● WHAT YOU WILL DO
1: In the Kerouac text, what was the name of his father's print shop?
2: Restate word for word the passage of the Kerouac text starting at "Jack would earn" and ending at "cultural stardom.".

● SOURCE TEXT

It's difficult to say much more about Jack that I haven't said over the past 13 years of this blog's existence but as I owe Kerouac a lot of debt, an individual who has been a huge influence on me so have rehashed some of my previous thoughts on him with some extra flourishes in a celebration of his truly remarkable life..
Like his character Sal Paradise in On the Road, Jack Kerouac
was restless to discover himself in postwar America. His
stream-of-consciousness writing style flowed like jazz, encompassing but
not always embracing the Beat generation of the 1950s. A writer of spontaneous prose, lover
of jazz, idealizer of México and adopter of Zen—Kerouac is a fixture in
the United States’ counterculture mythos.
Thematically, his work covers topics such as his Catholic
spirituality, jazz, promiscuity, Buddhism, drugs, poverty, and travel.
He became an underground celebrity and, with other beats,
a progenitor of the hippie movement, although he remained antagonistic
toward some of its politically radical elements.
The shaman of the Beat Generation arrived today as Jean-Louis Lebris de Kerouac to a French-Canadian
family in the factory town of Lowell, Massachusettsus USA. Variously called
the Beat Generations apostle, poet, hero, laureate, saint? Through his
own life story he created a work of fiction .Soared so high, that in
the end unfortunately found his own human skin, then found himself out
of his depth in bottled delusion, where the burning ship had become his
own.
Kerouac learned to speak French at home before he learned English at
school. Reportedly he did not learn English until he was six years old .
His father Leo Kerouac owned his own print shop, Spotlight Print, in
downtown Lowell, and his mother Gabrielle Kerouac, known to her children
as Memere,
was a homemaker. Kerouac later described the family’s home life: “My
father comes home from his printing shop and undoes his tie and removes
his1920s vest, and sits himself down at hamburger and boiled potatoes
and bread and butter, and with the kiddies and the good wife.”
Jack Kerouac endured a childhood tragedy in the summer of 1926, when
his beloved older brother Gerard died of rheumatic fever at the age of
9. Drowning in grief, the Kerouac family embraced their Catholic faith
more deeply. Kerouac’s writing is full of vivid memories of attending
church as a child: “From the open door of the church warm and golden
light swarmed out on the snow. The sound of the organ and singing could
be heard.”
Jack would earn a football scholarship to Columbia University, and planned
to work in insurance after finishing school, according to the Beat
Museum,http://www.kerouac.com/ which goes into detail about Kerouac’s rise to literary and
cultural stardom.
Before going to Columbia University first, he had to attend a year of preparatory school at the Horace
Mann School for Boys in the Bronx. So, at the age of 17, Kerouac packed
his bags and moved to New York City, where he was immediately awed by
the limitless new experiences of big city life. Of the many wonderful
new things Kerouac discovered in New York, and perhaps the most
influential on his life was jazz. He described the feeling of walking
past a jazz club in Harlem: "Outside, in the street, the sudden music
which comes from the nitespot fills you with yearning for some
intangible joy—and you feel that it can only be found within the smoky
confines of the place." It was also during his year at Horace Mann that
Kerouac first began writing seriously. He worked as a reporter for the
Horace Mann Record and published short stories in the school's literary magazine, the Horace Mann Quarterly.

Records of labeled points
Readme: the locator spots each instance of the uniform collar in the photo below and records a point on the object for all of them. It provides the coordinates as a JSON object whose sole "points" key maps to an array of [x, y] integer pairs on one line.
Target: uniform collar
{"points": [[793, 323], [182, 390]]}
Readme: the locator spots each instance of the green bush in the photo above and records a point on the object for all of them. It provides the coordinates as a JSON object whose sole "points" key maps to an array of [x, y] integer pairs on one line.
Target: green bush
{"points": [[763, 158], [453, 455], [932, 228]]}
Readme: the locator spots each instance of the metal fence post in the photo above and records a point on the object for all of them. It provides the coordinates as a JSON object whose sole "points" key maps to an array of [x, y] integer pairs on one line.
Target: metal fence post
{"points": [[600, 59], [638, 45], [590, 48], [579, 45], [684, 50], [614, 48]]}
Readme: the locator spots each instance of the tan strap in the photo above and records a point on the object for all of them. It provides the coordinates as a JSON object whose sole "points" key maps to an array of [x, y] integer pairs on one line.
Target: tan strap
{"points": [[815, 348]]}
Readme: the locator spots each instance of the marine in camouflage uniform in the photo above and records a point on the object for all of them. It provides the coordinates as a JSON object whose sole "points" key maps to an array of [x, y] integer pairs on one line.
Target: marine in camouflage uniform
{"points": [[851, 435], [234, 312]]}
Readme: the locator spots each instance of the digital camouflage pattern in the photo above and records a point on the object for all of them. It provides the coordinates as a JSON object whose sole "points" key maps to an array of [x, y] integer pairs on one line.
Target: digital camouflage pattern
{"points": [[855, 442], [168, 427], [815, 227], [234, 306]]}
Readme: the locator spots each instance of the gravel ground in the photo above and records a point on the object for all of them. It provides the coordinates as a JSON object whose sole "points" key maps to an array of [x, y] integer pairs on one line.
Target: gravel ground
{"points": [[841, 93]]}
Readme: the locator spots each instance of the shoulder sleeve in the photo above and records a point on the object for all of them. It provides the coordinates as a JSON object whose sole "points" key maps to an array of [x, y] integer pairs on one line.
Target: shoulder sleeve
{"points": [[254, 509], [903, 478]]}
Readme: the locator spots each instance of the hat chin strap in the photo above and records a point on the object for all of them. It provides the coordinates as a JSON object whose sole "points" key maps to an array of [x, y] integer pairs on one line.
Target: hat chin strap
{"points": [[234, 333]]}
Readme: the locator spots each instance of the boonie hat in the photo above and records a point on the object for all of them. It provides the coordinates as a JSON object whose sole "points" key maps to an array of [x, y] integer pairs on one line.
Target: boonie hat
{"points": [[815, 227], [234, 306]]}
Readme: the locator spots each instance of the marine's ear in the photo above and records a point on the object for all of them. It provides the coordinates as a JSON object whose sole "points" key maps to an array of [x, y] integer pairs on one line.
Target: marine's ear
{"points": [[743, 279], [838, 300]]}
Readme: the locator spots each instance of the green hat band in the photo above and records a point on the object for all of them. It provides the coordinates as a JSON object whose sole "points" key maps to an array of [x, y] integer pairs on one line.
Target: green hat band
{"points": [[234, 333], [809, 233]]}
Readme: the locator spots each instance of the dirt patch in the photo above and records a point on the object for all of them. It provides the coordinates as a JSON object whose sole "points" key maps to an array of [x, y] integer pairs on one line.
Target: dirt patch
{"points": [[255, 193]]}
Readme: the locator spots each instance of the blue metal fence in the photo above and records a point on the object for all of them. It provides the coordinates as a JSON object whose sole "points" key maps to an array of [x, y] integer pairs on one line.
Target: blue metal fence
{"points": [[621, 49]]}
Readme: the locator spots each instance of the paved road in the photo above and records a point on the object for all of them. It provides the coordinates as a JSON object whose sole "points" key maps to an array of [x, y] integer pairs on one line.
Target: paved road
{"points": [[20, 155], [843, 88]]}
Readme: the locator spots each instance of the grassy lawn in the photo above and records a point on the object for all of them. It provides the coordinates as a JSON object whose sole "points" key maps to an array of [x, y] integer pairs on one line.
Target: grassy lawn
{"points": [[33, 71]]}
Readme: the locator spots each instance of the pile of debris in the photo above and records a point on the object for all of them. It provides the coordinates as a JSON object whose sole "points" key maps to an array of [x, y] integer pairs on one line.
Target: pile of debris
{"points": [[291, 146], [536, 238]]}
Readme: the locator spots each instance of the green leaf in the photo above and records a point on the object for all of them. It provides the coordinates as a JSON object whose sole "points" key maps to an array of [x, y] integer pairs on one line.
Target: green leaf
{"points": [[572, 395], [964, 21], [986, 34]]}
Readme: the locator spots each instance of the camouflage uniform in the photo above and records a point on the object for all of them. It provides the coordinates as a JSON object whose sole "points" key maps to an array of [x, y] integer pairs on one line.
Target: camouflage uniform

● TASK RESPONSES
1: Spotlight Print

2:
Jack would earn a football scholarship to Columbia University, and planned
to work in insurance after finishing school, according to the Beat
Museum,http://www.kerouac.com/ which goes into detail about Kerouac’s rise to literary and
cultural stardom.